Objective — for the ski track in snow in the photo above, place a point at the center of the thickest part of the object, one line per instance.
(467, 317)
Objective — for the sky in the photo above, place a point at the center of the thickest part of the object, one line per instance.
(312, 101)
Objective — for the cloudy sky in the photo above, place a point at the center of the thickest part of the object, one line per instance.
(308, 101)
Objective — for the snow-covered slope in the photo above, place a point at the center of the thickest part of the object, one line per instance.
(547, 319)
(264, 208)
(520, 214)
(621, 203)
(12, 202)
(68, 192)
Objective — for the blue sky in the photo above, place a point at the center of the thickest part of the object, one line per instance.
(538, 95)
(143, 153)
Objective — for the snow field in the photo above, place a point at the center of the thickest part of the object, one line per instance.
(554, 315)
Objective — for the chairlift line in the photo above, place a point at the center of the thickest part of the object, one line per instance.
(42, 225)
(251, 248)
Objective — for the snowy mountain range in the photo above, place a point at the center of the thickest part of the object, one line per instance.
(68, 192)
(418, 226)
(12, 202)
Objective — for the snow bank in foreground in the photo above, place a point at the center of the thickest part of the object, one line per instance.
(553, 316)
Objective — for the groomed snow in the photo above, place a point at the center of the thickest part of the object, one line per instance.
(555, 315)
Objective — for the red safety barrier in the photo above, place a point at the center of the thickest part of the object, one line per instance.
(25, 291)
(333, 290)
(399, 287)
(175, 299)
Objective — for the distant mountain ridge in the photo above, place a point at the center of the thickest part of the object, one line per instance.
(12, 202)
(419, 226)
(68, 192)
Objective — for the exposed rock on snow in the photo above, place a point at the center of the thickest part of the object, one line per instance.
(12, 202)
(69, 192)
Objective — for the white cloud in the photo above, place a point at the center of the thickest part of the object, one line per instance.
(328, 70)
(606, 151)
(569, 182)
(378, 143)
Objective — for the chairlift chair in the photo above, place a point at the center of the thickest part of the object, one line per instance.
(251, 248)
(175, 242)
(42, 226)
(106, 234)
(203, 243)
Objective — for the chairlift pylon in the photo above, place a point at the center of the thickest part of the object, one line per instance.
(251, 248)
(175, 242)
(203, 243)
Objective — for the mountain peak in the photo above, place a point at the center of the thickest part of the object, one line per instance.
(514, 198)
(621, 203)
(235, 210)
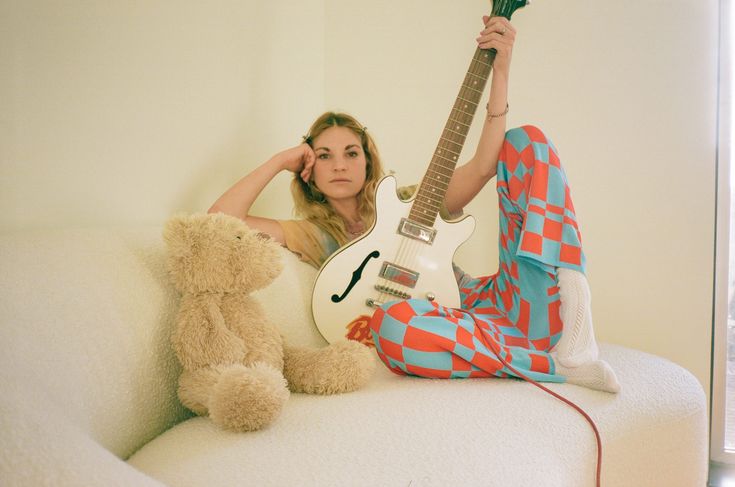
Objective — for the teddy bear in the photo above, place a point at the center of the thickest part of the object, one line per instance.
(237, 369)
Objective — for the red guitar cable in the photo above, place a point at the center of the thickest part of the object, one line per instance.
(492, 344)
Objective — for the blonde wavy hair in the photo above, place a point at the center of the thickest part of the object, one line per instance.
(311, 204)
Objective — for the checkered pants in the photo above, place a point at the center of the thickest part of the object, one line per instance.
(516, 310)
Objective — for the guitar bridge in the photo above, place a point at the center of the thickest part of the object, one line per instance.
(416, 231)
(399, 275)
(393, 292)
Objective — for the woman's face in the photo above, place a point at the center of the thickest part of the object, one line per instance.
(340, 167)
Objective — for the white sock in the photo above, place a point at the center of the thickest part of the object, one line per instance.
(577, 344)
(597, 375)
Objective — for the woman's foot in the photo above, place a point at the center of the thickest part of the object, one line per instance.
(577, 345)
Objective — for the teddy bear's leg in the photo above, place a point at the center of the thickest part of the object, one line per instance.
(341, 367)
(236, 397)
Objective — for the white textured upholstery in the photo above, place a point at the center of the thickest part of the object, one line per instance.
(88, 377)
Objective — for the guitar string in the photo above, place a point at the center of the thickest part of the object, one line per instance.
(409, 248)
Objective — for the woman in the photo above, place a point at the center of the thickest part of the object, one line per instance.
(534, 313)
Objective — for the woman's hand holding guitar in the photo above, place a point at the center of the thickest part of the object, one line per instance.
(500, 35)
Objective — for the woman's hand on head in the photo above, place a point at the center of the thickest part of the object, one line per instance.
(500, 35)
(299, 160)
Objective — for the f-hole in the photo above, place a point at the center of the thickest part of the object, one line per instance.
(356, 276)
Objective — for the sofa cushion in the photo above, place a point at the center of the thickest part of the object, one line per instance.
(85, 322)
(423, 432)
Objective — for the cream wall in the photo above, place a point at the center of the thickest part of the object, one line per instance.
(123, 113)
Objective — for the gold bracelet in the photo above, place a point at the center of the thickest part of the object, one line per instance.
(490, 116)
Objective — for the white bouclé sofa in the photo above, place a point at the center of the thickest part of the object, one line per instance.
(88, 384)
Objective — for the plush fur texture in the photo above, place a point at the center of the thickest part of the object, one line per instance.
(236, 368)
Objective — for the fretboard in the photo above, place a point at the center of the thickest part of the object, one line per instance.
(433, 187)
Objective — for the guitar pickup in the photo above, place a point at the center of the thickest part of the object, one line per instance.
(399, 275)
(416, 231)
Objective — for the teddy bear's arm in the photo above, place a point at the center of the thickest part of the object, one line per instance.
(202, 337)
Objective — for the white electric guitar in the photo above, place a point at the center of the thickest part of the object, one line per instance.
(408, 251)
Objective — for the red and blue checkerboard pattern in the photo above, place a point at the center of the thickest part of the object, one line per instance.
(515, 311)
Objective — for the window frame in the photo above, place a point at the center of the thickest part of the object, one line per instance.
(718, 392)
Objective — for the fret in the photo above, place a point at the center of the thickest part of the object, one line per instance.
(483, 63)
(423, 220)
(467, 125)
(454, 144)
(451, 165)
(472, 88)
(428, 203)
(447, 171)
(436, 184)
(426, 210)
(438, 177)
(478, 75)
(461, 135)
(455, 122)
(468, 101)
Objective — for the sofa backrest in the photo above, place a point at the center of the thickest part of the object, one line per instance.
(85, 321)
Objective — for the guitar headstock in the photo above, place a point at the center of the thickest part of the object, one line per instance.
(505, 8)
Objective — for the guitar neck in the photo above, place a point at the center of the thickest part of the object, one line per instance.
(433, 187)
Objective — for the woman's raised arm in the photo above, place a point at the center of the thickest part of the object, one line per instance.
(238, 200)
(471, 177)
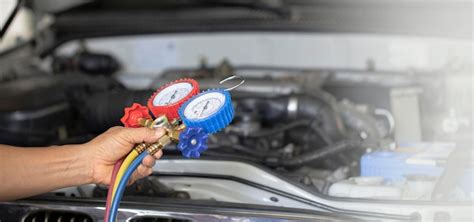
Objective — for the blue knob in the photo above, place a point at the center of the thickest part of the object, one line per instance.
(192, 141)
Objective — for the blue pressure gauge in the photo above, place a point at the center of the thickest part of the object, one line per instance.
(211, 111)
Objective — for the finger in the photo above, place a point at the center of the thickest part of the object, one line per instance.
(158, 154)
(149, 161)
(138, 135)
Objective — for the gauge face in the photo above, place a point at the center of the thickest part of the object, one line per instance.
(172, 94)
(204, 106)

****************************************

Repeat the entries exactly and keep the pictures out of the copy.

Objective — for the ski track in snow in the photo above, place a point at the center of the thickest part of the object, one line per instance.
(467, 317)
Objective — for the sky in the photo above, place a point at the center of the thickest part of the object, one line per instance.
(312, 101)
Objective — for the cloudy sky in the photo above, place a point at the center of the thickest part of the object, one line per instance.
(308, 101)
Objective — for the snow-covered slope in the photo above, place a point at the center of the thickest part of the object, one line per instance.
(547, 319)
(264, 208)
(520, 214)
(621, 203)
(12, 202)
(68, 192)
Objective — for the blue sky in the photo above, place a point at the center of the thickest part of the object, one line per instance.
(538, 95)
(143, 153)
Objective — for the snow field in the photo above, place a point at the center of the thickest part of the object, one line per instance.
(554, 315)
Objective — for the chairlift line in the photo above, place a point at the center of the thickest part of the object, one line per instance.
(42, 225)
(251, 248)
Objective — for the snowy mountain range in the photo above, place a point at the center of the thickest part of the object, one line per instance.
(68, 192)
(418, 226)
(12, 202)
Objective — for the snow bank in foreground in the photo above, place a point at the center of the thickest part of the object, one line per instance.
(553, 316)
Objective — for the groomed snow in the photo above, place a point at the center of the thickest part of the object, one line per instance.
(555, 315)
Objective — for the red safety barrier in the photo above, place a point at the center of the thickest part of the object, one line per instance.
(25, 291)
(333, 290)
(399, 287)
(175, 299)
Objective — for the distant mountain ridge in the photo above, place a point at the center of the thickest part of the object, one line per instance.
(12, 202)
(419, 226)
(68, 192)
Objective — for the exposed rock on snow in the photo above, place a point at the center of the thickest part of the object, one line per instance.
(12, 202)
(69, 192)
Objective — for the white cloud in the photo above, place a point at the center of the thickest part of the object, one line per instance.
(328, 70)
(606, 151)
(569, 182)
(378, 143)
Objective — for the chairlift chair in the photo above, place a point at the center of the thickest part of the object, one line per instance.
(251, 248)
(175, 242)
(42, 226)
(106, 234)
(203, 243)
Objective — for the chairlift pylon in the photo above, place a point at the center of the thickest part of the object, one line per instance.
(251, 248)
(175, 242)
(203, 243)
Objective — for the mountain peak in the photo above, place a point at the center of the thickest part of the object, one line per instance.
(514, 198)
(621, 203)
(235, 210)
Objective — for the teddy bear in the photo above, place a point at the center of the thickest part of the object, one line per instance.
(237, 369)
Objective — for the red guitar cable in the photo above, place a point at the center of the thickest part of the object, one line per instance.
(492, 344)
Objective — for the blonde wavy hair in the photo above, place a point at the center of the thickest part of the object, one line per instance.
(311, 204)
Objective — for the checkered pants in the photo above, place a point at the center of the thickest part of the object, one line per instance.
(516, 310)
Objective — for the guitar bridge in the photo above, place a point at the center of the thickest part of the object, one line per instance.
(416, 231)
(399, 275)
(393, 292)
Objective — for the woman's face in the photo above, place a point at the center of the thickest part of the object, one line per instance.
(340, 167)
Objective — for the white sock in the photo above, place a point at the center of the thickest part of the object, one line per instance.
(577, 344)
(597, 375)
Objective — for the woman's foot in the photo above, place a point at the center of the thickest part of the object, one line per instance.
(577, 345)
Objective — for the teddy bear's leg in the photo above, place a point at the center of the thickest part of the object, one line per instance.
(341, 367)
(236, 397)
Objective — for the white textured upholstery in the photo above, place a point at the center of the thickest part of the object, one line per instance.
(88, 377)
Objective — for the guitar string in the photo above, place a point at the center of the thickest part of the object, one line per instance.
(409, 248)
Objective — for the woman in the photo above, place a point at the center of the thickest part of the object, one line per instance.
(534, 313)
Objective — for the woman's hand holding guitar in the photo above, place a point at the center of the thickest part of the object, one line per instance.
(500, 35)
Objective — for the woman's hand on head in the photo above, place a point at the center of the thickest part of the object, one line per instance.
(500, 35)
(299, 160)
Objective — for the f-hole in the photo above, place a point at the center of the thickest part of the object, one line per instance.
(356, 276)
Objective — for the sofa cushion in the photo above, place a point at the center of the thickest part of the object, one line per instance.
(85, 322)
(423, 432)
Objective — for the cream wall in the photo above, place a point at the center of the thickest part of the object, one line per instance.
(123, 113)
Objective — for the gold bracelet in the photo above, place a point at the center of the thickest part of the object, one line per instance.
(490, 116)
Objective — for the white bouclé sofa in the photo above, place a point at the center of the thickest part of the object, one line per instance.
(88, 384)
Objective — for the plush fur texture in the photo above, place a point at the center of the thickest part of the object, one line per instance.
(236, 368)
Objective — for the fretboard in the photo above, place a point at the center of the thickest part of the object, one line per instance.
(433, 187)
Objective — for the guitar pickup in the photo above, place a point at the center of the thickest part of the object, one line per instance.
(399, 275)
(416, 231)
Objective — for the teddy bear's arm in the photo above, place a point at the center of the thickest part of the object, one line per instance.
(202, 337)
Objective — for the white electric guitar in the photo above, place a point at the center of the thickest part of the object, one line per instance.
(408, 251)
Objective — for the red and blue checkerboard pattern in the photo above, place a point at the center of the thickest part of the object, one line per instance.
(515, 311)
Objective — for the window frame in the photo above, place a point at the center of the thickest part of the object, one line per instance.
(718, 392)
Objective — for the fret in the photo above, place a point at the center of the thickest part of the object, one line per instance.
(483, 63)
(423, 220)
(467, 125)
(454, 144)
(451, 165)
(472, 88)
(428, 203)
(447, 171)
(436, 184)
(426, 210)
(438, 177)
(478, 75)
(461, 135)
(455, 122)
(468, 101)
Objective — for the sofa backrest in the photo above, place a point at the center of the thickest part of the object, one line per instance.
(85, 321)
Objective — for the guitar headstock in the photo above, place a point at the center of the thickest part of the object, one line per instance.
(505, 8)
Objective — for the guitar neck in the photo above, place a point at the center of the thickest part of the object, one line per instance.
(433, 187)
Objective — for the woman's raised arm in the photo above, place a point at the center of the thickest part of the object, one line per instance.
(238, 200)
(471, 177)
Objective — for the blue knob in the photo above, place a point at the center of the thickest part of the object, one line per instance.
(192, 141)
Objective — for the blue pressure gauge in the photo above, place a point at the center of the thickest part of the object, one line per instance.
(211, 111)
Objective — for the finger in the photo above, place a point at the center of the thickest part of the object, one line per instance.
(158, 154)
(149, 161)
(138, 135)
Objective — for the gauge face in the photo above, place a point at the center of the thickest part of the object, one line per instance.
(172, 94)
(204, 106)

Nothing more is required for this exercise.